Researchers at the Gladstone Institute and elsewhere introduce an algorithm called CellWalker, designed to assess regulatory element features based on a combination of single-cell ATAC-seq (scATAC-seq) data for profiling open chromatin regions, single-cell RNA sequence data, and bulk sequence data. "We present CellWalker, a generalizable network model that improves the resolution of cell populations in scATAC-seq data, determines cell label similarity, and generates cell type-specific labels for bulk data by integrating information from scRNA-seq and a variety of bulk data," the team writes. When the authors applied CellWalker to scRNA-seq and scATAC-seq data from developing human brain samples, they tracked down potential cell type-specific regulatory elements, including putative regulatory elements and cell types related to genes implicated in autism spectrum disorder, developmental delay, or other neurological traits and conditions.
********************
**Problem set**:
a - Answer these questions using the CellWalker passage:
(i) At which named institute are some of the researchers who introduced CellWalker based?
(ii) What does the passage say scATAC-seq data profiles?
(iii) From what kind of samples did the scRNA-seq and scATAC-seq data come when the authors applied CellWalker?
b - Write a continuation of the CellWalker passage, picking up right after its final sentence.

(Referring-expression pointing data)
********************
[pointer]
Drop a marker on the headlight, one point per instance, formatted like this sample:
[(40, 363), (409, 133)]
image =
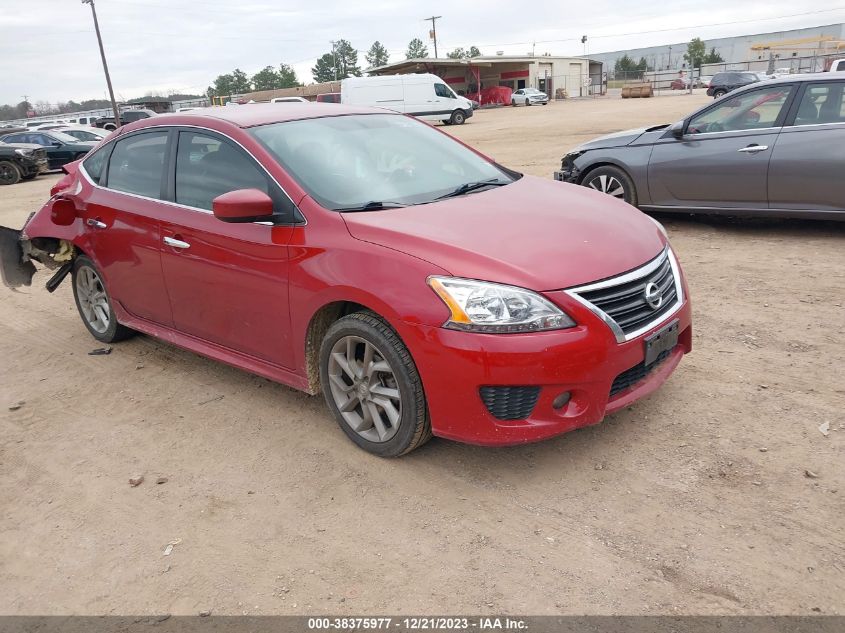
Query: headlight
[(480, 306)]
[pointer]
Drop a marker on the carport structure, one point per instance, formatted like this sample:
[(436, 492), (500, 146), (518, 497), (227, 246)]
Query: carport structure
********************
**List of answers**:
a -
(i) The Gladstone Institute
(ii) Open chromatin regions
(iii) Developing human brain samples

b -
A Peking University-led team outlines the "integration of multiple single-cell datasets by adversarial paired-style transfer networks" (iMAP) algorithm, aimed at integrating multiple single-cell RNA-seq datasets in a deep learning framework for dialing down so-called batch effects that interfere with the ability to interpret authentic biological variation. Using available single-cell RNA-seq data generated for more than 50,000 individual cells with Smart-seq2 and 10x Genomics approaches, for example, the researchers profiled tumor-infiltrating immune cells in samples from 18 individuals with colorectal cancer, identifying previously unappreciated immune cell interactions. The iMAP method "may be easily extended to tackle other types of single-cell measurements," they note. "We expect this work to be further improved to suit the multi-dimensional nature of the new single cell data."
Finally, investigators at the University of Zurich and the SIB Swiss Institute of Bioinformatics share a strategy for doing more realistic simulations of high-throughput, short-read Illumina sequence data. The team reasoned that simulations "are a critical part of method comparisons, but for standard Illumina sequencing of genomic DNA, they are often overs-simplified, which leads to optimistic results for most tools." In an effort to come up with more authentic sequence simulations, the authors developed a tool known as ReSeq that takes systematic sequence errors into account through training on large datasets, which they applied alongside 11 available datasets. "We show that ReSeq outperforms all competitors in terms of delivering a realistic simulation," they write, "and therefore lays the methodological groundwork for accurate benchmarking of genomics tools."